▸ Work instruction
Transcribe only what runs from the line including "Mark every instance of the wrinkled" through the last line of the entries, exactly as it appears.

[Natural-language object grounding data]
+ + + +

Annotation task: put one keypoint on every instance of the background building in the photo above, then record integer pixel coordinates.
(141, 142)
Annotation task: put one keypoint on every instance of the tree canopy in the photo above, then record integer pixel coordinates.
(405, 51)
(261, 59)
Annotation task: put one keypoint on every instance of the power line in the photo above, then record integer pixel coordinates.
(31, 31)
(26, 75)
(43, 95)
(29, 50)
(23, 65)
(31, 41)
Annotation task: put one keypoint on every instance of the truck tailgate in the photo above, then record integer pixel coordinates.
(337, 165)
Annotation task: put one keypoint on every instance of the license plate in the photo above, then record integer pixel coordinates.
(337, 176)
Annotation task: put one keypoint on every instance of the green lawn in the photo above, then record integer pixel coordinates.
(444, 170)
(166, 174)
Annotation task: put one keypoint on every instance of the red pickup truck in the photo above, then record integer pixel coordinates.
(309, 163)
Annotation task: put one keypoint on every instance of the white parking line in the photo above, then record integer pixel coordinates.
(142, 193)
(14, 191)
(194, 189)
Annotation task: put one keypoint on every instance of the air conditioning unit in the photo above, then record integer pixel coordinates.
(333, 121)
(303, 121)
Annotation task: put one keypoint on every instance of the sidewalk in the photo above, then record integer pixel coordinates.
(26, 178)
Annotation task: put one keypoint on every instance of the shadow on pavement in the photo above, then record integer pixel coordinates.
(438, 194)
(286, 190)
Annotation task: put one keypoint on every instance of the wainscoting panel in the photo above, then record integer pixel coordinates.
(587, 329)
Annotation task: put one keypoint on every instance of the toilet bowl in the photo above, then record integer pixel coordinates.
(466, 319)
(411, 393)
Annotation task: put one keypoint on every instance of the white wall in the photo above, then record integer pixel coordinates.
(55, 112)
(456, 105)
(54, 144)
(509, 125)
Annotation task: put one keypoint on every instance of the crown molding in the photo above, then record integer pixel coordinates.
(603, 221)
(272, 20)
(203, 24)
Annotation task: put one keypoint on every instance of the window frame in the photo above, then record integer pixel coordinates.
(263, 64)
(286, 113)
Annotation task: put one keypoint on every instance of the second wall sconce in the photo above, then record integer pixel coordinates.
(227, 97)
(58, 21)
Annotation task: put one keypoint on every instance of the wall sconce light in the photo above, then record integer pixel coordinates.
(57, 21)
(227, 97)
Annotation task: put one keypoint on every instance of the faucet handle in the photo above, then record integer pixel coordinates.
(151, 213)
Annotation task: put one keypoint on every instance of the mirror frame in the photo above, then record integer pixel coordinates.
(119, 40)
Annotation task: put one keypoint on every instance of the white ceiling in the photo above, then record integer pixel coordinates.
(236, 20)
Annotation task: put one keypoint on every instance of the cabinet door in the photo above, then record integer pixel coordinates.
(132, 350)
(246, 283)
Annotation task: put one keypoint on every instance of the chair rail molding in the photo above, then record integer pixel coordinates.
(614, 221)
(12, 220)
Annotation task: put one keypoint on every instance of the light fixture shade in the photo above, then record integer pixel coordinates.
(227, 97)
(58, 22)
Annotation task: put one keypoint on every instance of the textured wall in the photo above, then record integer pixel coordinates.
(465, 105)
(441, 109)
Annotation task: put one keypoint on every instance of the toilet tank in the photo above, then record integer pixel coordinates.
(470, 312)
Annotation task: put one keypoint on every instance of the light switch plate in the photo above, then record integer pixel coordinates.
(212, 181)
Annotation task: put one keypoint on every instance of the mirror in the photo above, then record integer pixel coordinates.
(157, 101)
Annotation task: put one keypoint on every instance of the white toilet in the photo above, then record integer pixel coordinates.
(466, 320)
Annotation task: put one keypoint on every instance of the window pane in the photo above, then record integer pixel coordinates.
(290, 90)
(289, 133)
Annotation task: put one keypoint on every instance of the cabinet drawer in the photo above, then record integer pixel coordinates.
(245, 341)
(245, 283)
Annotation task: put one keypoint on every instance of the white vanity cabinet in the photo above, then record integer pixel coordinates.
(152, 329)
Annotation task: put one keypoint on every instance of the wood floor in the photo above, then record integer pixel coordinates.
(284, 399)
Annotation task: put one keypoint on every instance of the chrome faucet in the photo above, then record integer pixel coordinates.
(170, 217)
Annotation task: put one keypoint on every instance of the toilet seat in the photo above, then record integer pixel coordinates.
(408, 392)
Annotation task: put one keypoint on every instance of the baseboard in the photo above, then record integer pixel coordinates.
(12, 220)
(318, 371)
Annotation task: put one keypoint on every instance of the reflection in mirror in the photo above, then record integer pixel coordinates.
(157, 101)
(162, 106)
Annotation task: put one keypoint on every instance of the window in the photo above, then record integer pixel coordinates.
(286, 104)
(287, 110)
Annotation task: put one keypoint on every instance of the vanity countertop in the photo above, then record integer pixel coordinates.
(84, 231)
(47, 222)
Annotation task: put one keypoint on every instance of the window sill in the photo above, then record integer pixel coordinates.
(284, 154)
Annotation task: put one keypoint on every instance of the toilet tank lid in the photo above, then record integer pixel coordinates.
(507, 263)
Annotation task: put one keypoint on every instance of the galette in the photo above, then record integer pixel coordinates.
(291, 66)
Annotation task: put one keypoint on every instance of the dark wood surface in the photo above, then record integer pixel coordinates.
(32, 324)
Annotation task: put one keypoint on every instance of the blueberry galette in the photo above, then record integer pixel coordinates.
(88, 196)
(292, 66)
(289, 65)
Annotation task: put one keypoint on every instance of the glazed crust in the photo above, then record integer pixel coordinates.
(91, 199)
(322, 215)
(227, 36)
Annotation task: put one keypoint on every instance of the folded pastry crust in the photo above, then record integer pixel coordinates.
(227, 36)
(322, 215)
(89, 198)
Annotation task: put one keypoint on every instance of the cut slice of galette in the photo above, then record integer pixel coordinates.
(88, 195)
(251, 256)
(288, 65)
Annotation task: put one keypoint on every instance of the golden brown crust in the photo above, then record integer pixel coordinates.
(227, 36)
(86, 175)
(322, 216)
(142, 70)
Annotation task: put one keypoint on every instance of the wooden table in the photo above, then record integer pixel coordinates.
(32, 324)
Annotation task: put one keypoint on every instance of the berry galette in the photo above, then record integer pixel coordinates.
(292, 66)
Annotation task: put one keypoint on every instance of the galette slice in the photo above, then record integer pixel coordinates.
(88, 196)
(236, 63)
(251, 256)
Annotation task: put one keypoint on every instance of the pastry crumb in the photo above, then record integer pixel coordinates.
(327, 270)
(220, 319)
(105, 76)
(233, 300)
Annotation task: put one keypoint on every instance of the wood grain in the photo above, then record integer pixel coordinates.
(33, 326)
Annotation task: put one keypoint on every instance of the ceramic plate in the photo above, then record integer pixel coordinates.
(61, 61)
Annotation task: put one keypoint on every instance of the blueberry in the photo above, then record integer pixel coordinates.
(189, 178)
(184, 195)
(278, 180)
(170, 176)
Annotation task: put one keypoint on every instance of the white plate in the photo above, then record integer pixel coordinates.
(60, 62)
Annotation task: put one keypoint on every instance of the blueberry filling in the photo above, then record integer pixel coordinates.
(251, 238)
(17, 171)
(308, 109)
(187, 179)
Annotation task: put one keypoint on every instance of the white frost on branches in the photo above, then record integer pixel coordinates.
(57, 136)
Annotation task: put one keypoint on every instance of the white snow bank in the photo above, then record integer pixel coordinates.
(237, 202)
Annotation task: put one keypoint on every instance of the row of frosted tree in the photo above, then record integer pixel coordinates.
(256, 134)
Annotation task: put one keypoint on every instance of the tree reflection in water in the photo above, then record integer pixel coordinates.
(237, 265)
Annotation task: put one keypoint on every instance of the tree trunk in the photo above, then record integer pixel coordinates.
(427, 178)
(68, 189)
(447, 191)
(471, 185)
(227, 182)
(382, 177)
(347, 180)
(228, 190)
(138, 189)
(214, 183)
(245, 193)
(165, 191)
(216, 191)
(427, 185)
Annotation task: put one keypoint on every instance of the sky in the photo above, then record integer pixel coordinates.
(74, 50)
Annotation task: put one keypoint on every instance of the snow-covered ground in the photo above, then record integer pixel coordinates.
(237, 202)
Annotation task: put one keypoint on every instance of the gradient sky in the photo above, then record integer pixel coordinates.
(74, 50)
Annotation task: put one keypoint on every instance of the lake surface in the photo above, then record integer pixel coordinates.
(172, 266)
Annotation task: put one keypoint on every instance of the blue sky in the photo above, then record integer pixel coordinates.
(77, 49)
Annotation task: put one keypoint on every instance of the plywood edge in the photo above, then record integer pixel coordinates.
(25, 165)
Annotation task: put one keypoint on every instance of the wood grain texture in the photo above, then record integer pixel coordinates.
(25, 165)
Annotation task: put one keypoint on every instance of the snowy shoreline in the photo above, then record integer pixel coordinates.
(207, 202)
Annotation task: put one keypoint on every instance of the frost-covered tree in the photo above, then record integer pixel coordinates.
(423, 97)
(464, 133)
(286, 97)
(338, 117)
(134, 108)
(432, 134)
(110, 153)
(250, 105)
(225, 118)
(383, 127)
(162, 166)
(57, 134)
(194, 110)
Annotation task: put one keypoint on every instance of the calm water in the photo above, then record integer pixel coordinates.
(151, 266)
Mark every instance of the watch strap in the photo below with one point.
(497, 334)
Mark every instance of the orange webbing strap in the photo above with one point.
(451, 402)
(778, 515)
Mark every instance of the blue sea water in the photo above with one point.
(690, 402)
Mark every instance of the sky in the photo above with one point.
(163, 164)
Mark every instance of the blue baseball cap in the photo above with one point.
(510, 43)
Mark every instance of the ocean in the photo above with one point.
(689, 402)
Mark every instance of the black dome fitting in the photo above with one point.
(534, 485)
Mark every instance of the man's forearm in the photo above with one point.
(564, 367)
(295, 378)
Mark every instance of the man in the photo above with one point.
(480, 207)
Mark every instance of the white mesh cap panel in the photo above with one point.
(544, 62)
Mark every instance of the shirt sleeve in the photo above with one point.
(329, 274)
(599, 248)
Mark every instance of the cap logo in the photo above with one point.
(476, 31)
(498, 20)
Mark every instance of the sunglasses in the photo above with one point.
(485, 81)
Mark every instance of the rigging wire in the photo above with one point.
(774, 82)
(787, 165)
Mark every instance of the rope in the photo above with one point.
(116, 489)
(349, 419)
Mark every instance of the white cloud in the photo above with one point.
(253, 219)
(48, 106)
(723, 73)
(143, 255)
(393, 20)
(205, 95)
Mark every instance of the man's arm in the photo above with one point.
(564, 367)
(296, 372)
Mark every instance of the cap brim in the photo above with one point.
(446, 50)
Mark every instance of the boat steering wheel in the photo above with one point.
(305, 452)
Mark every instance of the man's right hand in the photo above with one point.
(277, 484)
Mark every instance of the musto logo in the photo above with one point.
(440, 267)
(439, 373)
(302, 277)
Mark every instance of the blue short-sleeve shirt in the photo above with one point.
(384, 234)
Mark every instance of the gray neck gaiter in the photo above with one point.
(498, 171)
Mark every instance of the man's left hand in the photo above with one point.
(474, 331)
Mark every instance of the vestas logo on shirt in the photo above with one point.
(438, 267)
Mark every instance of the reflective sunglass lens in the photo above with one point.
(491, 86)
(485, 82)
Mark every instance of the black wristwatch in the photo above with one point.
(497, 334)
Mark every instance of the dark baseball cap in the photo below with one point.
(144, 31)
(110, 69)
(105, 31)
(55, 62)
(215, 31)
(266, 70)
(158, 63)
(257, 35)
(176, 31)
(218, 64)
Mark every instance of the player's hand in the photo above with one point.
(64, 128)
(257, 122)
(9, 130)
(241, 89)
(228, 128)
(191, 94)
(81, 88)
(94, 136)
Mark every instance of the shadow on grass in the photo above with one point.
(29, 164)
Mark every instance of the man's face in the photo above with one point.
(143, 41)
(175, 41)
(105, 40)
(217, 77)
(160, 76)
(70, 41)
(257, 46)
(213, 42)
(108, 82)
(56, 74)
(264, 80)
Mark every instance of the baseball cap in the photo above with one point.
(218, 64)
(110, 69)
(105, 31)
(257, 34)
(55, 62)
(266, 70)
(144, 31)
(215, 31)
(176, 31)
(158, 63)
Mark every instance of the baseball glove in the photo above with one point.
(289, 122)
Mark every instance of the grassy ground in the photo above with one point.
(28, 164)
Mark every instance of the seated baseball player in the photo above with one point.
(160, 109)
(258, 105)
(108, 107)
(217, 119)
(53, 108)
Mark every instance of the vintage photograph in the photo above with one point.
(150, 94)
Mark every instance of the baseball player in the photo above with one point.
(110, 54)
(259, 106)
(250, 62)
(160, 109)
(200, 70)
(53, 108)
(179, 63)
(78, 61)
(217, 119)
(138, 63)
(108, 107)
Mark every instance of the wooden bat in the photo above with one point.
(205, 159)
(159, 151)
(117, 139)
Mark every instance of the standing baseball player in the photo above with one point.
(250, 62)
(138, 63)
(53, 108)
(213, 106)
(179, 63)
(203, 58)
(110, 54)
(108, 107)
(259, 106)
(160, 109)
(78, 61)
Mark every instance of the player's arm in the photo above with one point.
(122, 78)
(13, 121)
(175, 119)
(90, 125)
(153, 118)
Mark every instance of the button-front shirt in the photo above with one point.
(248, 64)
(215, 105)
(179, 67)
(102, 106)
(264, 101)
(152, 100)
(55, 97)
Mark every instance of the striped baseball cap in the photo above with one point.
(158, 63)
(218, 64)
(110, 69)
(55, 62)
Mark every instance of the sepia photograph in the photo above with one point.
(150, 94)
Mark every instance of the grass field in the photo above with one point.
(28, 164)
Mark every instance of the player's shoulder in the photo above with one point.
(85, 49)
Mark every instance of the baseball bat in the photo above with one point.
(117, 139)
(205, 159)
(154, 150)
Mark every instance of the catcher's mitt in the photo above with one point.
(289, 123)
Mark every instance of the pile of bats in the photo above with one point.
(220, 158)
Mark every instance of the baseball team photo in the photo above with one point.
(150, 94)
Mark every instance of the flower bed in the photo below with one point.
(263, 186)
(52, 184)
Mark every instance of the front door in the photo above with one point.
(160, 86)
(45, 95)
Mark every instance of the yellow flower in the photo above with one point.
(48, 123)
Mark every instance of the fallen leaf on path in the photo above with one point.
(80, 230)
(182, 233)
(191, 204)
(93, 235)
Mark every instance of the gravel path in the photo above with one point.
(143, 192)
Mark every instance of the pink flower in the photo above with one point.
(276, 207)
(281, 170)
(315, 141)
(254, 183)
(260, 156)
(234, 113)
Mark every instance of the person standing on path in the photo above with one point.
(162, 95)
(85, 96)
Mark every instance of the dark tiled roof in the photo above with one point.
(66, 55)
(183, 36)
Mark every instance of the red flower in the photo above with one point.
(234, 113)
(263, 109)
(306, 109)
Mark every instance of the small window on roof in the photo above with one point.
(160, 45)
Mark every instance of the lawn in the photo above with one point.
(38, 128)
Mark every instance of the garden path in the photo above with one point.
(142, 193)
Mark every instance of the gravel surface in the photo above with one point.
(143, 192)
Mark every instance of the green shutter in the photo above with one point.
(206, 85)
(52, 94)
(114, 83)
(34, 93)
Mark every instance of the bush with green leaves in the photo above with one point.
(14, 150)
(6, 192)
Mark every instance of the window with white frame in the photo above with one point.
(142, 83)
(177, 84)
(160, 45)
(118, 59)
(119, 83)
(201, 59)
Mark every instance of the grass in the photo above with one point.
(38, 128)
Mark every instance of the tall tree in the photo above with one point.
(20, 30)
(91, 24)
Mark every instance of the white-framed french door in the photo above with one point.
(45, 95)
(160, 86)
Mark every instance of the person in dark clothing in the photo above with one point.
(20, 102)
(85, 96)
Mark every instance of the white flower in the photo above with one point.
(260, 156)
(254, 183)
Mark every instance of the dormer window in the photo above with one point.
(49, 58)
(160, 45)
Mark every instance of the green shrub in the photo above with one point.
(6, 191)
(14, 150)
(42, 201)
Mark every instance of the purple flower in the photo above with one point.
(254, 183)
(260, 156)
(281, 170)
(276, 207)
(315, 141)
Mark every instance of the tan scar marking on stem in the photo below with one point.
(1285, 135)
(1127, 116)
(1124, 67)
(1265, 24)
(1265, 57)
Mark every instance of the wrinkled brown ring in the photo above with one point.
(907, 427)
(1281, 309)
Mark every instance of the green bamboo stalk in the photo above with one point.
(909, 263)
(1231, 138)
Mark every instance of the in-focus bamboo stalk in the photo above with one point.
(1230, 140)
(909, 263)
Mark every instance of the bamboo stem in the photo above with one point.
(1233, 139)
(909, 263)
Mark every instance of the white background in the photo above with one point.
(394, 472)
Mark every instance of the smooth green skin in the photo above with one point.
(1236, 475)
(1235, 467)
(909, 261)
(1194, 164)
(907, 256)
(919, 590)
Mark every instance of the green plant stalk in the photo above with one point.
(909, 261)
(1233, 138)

+ + + +

▸ Result for this exercise
Mark every instance of the wrinkled brown ring in the photo above with one point.
(907, 427)
(1281, 309)
Mark every instance of the green bamboo stalk in the photo above with one point.
(909, 263)
(1231, 138)
Mark every instance of the in-focus bamboo stalk in the photo above with one point.
(1230, 140)
(909, 263)
Mark every instance of the bamboo stem in the photo above with one point.
(1233, 139)
(909, 263)
Mark every instance of the white background in the photo above with one point.
(394, 472)
Mark every instance of the smooth green skin in the photo above with one point.
(1236, 475)
(1235, 467)
(909, 261)
(1194, 164)
(907, 256)
(919, 590)
Mark every instance of the green plant stalk in the photo above with one point.
(909, 261)
(1233, 138)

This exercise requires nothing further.